* **Activities**
**A.** Answer these questions from the post about OpenPlugin:
(i) As of which OpenPlugin version does it work only with Perl 5.6.0 or higher?
(ii) Which two modules does the post say offer methods for altering incoming parameter values?
(iii) According to the post, when is set_incoming called for you in OpenPlugin?
**B.** Retype the post about OpenPlugin from "Where is the problem?" to "fix them all.", keeping every character as it appears.

* **Text**
——————————

Maybe you then can add 'get' as an alias for get_incoming

Hmm... fair enough, it would be pretty simply to alias get_incoming() as just get(), and the same thing for set_incoming/set.

When do you use set_incoming (or $cgi->param('field', $value))?

Heh.. another excellent question. I personally think you shouldn't :-) In the case of OpenPlugin, set_incoming is called for you when the plugin is initially invoked.

Alas, the rest of the world doesn't think like me yet ;-), and some people feel that there are certain cases where it is appropriate to change the values of parameters that were sent to your script from the browser.

I read some reasoning for this somewhere before, but I can no longer find the documentation. However, one reason had something to do with the fact that some folks like to run all their parameters through a filter of some kind first. After the filter is complete, they wish to make their programs believe that the filtered data is what was really sent by the browser. Some feel that the best way to achieve this effect is to change the values of the parameters which were passed in.

Personally, I think it would be better to create a hash of all the data that was sent to the browser, and filter the data in the hash. I tend to look at parameters sent by the browser as read-only -- it's what was sent by the browser, you should leave it that way. And it's trivial to create a new set of data.

But, TMTOWTDI always applies, and who am I to suggest that my way is better than somebody elses :-) Both CGI and Apache::Request offer methods of altering the incoming parameter values, so people are definitely using that functionality.

Where is the problem for Perl 5 compatibility?

For everyone reading this, uwevoelker is referencing something I sent him in an email -- OpenPlugin, as of version 0.06, only works with Perl 5.6.0 or higher.

Where is the problem? I'm currently trying to figure that out :-) There are little things throughout the code that are causing a few issues, and I'm making my way through right now trying to fix them all.

For instance, the following is code I had been using, which I recently found out is illegal under 5.005:
# Breaks under 5.005 $self->$plugin->method_name(); # Works under 5.005 and 5.6.0 $self->$plugin()->method_name();
I had thought when I was coding this module, that I was using syntax that should work fine in older Perl versions. I just downloaded an older version to test with though, and it proved me incorrect :-)
-Eric

--
Lucy: "What happens if you practice the piano for 20 years and then end up not being rich and famous?"
Schroeder: "The joy is in the playing."

——————————

* **Exercise data**
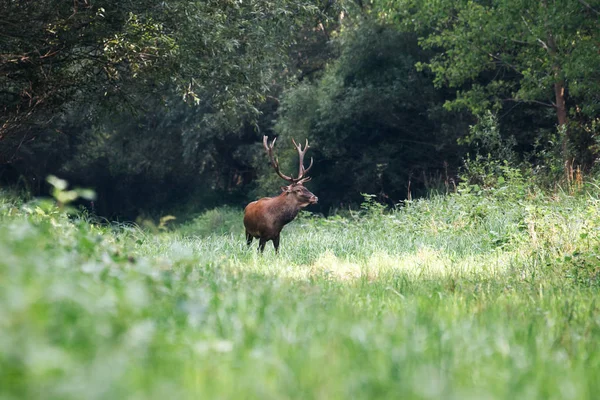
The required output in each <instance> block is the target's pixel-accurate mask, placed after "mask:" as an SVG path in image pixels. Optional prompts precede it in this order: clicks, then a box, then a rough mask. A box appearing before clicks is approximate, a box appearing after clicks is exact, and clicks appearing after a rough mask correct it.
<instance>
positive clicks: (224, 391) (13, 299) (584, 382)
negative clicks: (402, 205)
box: [0, 169, 600, 399]
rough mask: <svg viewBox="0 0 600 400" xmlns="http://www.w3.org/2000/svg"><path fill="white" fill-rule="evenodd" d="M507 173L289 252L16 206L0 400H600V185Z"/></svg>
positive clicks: (231, 229)
mask: <svg viewBox="0 0 600 400" xmlns="http://www.w3.org/2000/svg"><path fill="white" fill-rule="evenodd" d="M496 178H497V179H496V183H495V186H490V187H489V188H488V189H483V188H482V187H479V186H467V185H463V186H462V187H461V188H460V191H459V194H456V195H450V196H444V197H435V198H432V199H430V200H417V201H413V202H410V203H407V204H406V206H405V207H403V208H399V209H397V210H395V211H394V212H391V213H387V212H383V210H382V208H381V206H380V205H378V204H377V203H376V202H373V201H368V202H366V203H365V204H364V206H363V208H362V210H361V211H360V212H359V211H357V212H352V213H348V214H346V215H345V216H342V215H337V216H333V217H330V218H327V219H325V218H316V217H313V216H310V215H304V216H303V217H302V218H300V220H299V221H296V222H294V223H292V224H291V225H290V226H288V227H287V228H286V232H285V236H284V238H283V242H284V243H283V247H282V251H281V253H280V255H279V256H275V255H274V252H273V250H272V247H269V248H268V249H267V251H266V252H265V254H264V255H263V256H259V255H258V254H257V252H256V249H255V248H251V249H246V247H245V241H244V238H243V232H242V230H241V229H242V228H241V224H240V217H241V213H240V210H239V209H217V210H213V211H210V212H207V213H205V214H203V215H202V216H200V217H198V218H197V219H196V220H194V221H192V222H190V223H188V224H187V225H185V226H182V227H180V228H178V229H175V230H169V231H167V230H166V229H167V228H168V226H169V225H168V222H166V221H167V220H166V219H163V221H162V223H159V222H158V221H156V225H154V226H153V225H151V224H150V223H148V224H147V226H148V229H140V228H139V227H137V226H132V225H128V224H110V225H107V224H100V223H98V221H95V220H94V219H90V218H89V217H87V216H86V215H85V214H77V213H76V214H71V216H70V217H68V216H67V215H66V213H65V211H64V210H65V209H64V207H65V206H64V204H63V205H62V207H63V209H61V208H57V206H56V205H54V204H53V203H51V202H39V201H37V202H30V203H25V204H23V203H19V202H15V201H12V200H8V199H6V198H5V197H2V198H0V253H1V254H2V255H3V256H2V258H1V259H0V330H1V331H2V335H1V336H0V370H2V374H0V397H2V398H5V399H21V398H29V399H36V398H43V399H71V398H72V399H81V398H113V399H120V398H132V397H138V398H164V397H165V396H169V397H177V398H198V397H202V398H223V397H227V398H237V397H244V398H302V399H306V398H328V399H329V398H348V397H352V398H397V397H398V395H401V396H402V397H403V398H407V399H434V398H441V397H443V398H453V397H459V398H464V397H476V398H492V399H496V398H497V399H501V398H506V399H509V398H511V399H512V398H520V397H527V398H547V399H564V398H573V399H577V398H589V397H593V393H598V390H600V387H599V386H598V385H599V381H598V379H597V377H598V373H599V372H600V370H599V369H600V347H599V343H600V308H599V307H598V304H599V300H600V299H599V298H598V293H599V292H598V287H599V284H600V280H599V279H598V278H599V275H598V273H599V272H598V255H599V251H600V249H599V248H598V240H599V239H600V237H598V233H599V232H600V213H599V210H600V208H599V207H598V205H599V202H600V193H599V192H598V185H597V184H593V185H590V186H589V188H586V187H580V188H579V189H578V190H580V191H581V192H579V193H576V194H575V195H569V194H567V193H564V192H562V193H561V192H557V193H554V194H552V195H546V194H544V193H542V192H541V191H539V190H537V189H536V188H535V187H532V186H531V183H530V181H529V180H527V179H525V178H523V177H521V176H520V175H519V174H518V172H517V171H515V170H511V169H506V170H505V173H503V174H502V175H500V176H498V177H496ZM56 195H57V197H58V198H63V197H64V195H65V193H62V192H61V191H60V190H59V191H58V192H57V193H56ZM153 231H154V232H155V233H153Z"/></svg>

——————————

* **Answers to the problems**
**A.**
(i) Version 0.06
(ii) CGI and Apache::Request
(iii) When the plugin is initially invoked

**B.**
Where is the problem? I'm currently trying to figure that out :-) There are little things throughout the code that are causing a few issues, and I'm making my way through right now trying to fix them all.